_SOURCE EXTRACT_:
-=-=-

The global economic system as we know it is a relic; it requires reform, top to bottom. We should begin with one of its leading institutions, the World Trade Organization.

We should abolish it.

The W.T.O. was created in 1995 as the crown jewel of a new global market, a system designed by ambitious Western policymakers after the fall of the Soviet Union. Their aim was to create one giant, liberal international economy to support a new liberal international order.

The reformers wanted all the world to follow the same economic rules, so that capital, products, and people could move easily across national boundaries. Nation-states themselves would become less important in setting economic policy and new, multilateral institutions, like the W.T.O., would take on the role of managing the global economy.

It was a bold vision, and a major departure. The economic system it replaced had been created by America and its allies at the close of the Second World War and pursued more modest aims. The Cold War system sought to build up the free nations’ economies and to contain the Soviet Union. It took the independent nation-state as its basic building block, and encouraged trade and investment between nations as equal sovereigns. This system allowed each country to set its own internal economic policy and control its borders and trade.

But in the early 1990s, with America’s principal adversary gone, Western policymakers were in a messianic frame of mind. President George H.W. Bush promised a “new world order” of “open borders, open trade … and open minds,” a new international system based on liberal values to bring peace to the world. He and other internationalists wanted a new economic system to match.

-=-=-

_EXCERPTED DATA_:
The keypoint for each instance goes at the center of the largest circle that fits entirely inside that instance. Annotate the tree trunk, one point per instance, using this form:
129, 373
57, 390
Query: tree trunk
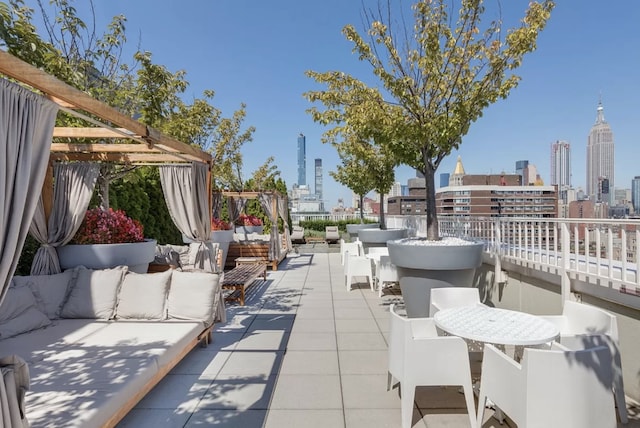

-=-=-

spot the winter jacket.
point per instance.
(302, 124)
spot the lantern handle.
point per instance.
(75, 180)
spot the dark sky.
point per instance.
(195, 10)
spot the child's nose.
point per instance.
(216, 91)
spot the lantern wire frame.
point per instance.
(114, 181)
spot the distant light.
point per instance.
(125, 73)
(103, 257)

-=-=-

_BRIEF 1_:
Print the passage on the World Trade Organization word for word, starting at "But in the early" and ending at "system to match.".
_BRIEF 2_:
Carry on the World Trade Organization piece, picking up after its last sentence.

_FINAL RESULT 1_:
But in the early 1990s, with America’s principal adversary gone, Western policymakers were in a messianic frame of mind. President George H.W. Bush promised a “new world order” of “open borders, open trade … and open minds,” a new international system based on liberal values to bring peace to the world. He and other internationalists wanted a new economic system to match.

_FINAL RESULT 2_:
That new order’s universal peace never quite arrived. Instead, the internationalists embroiled America in one foreign war after another. And their liberal economic order fared little better. It sent American production overseas, compromised American supply chains, and cost American jobs, all while enriching Communist China.

Take the World Trade Organization. Its mandate was to promote free trade, but the organization instead allowed some nations to maintain trade barriers and protectionist workarounds, like China, while preventing others from defending themselves, like the United States. Foreign agriculture won concession after concession, while American farmers struggled to get fair access to markets. Meanwhile, the W.T.O. required American workers to compete against Chinese forced labor but did next to nothing to stop Chinese theft of American intellectual property and products.

Under the W.T.O.’s auspices, capital and goods moved across borders easier than before, no doubt, but so did jobs. And too many jobs left America’s borders for elsewhere. As factories closed, workers suffered, from small towns to the urban core. Inflation adjusted, working wages stagnated and upward mobility flatlined.

Enough is enough. The W.T.O. should be abolished, and along with it, the new model global economy. The quest to turn the world into a liberal order of democracies was always misguided. It always depended on unsustainable American sacrifice and force of arms. And its companion economic order has, in similar vein, succeeded mostly in weakening American workers and industry.

We must face facts. The only sure way to confront the single greatest threat to American security in the 21st century, Chinese imperialism, is to rebuild the U.S. economy and to build up the American worker. And that means reforming the global economic system.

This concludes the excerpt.